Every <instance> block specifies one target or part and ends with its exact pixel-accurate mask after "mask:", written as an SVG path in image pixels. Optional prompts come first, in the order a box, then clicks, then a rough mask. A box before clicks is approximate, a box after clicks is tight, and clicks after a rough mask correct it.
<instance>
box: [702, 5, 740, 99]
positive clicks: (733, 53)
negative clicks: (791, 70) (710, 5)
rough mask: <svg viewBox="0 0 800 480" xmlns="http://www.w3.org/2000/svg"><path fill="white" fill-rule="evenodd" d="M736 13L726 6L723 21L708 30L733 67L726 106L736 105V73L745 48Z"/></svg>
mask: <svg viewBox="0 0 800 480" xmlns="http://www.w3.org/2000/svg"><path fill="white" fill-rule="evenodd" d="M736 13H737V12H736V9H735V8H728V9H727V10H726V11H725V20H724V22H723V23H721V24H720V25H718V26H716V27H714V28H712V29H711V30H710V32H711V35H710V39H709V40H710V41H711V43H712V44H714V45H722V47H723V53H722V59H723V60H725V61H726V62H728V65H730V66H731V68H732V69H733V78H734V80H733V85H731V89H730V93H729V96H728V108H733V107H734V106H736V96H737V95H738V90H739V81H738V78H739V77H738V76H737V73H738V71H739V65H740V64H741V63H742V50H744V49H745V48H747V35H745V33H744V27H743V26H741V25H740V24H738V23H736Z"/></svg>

▸ Work required
Render the stretch from the start of the records through the line containing "rough mask: <svg" as a JSON list of strings, one string per line, leaving out any blank lines.

▸ Task answer
[
  "Every <instance> block specifies one target or part and ends with its exact pixel-accurate mask after \"mask:\", written as an SVG path in image pixels. Optional prompts come first, in the order a box, then clicks, then a rough mask. A box before clicks is approximate, a box after clicks is tight, and clicks after a rough mask correct it.",
  "<instance>",
  "box: [702, 5, 740, 99]",
  "positive clicks: (733, 53)",
  "negative clicks: (791, 70) (710, 5)",
  "rough mask: <svg viewBox=\"0 0 800 480\" xmlns=\"http://www.w3.org/2000/svg\"><path fill=\"white\" fill-rule=\"evenodd\" d=\"M736 13L726 6L723 21L708 30L733 67L726 106L736 105V73L745 48Z\"/></svg>"
]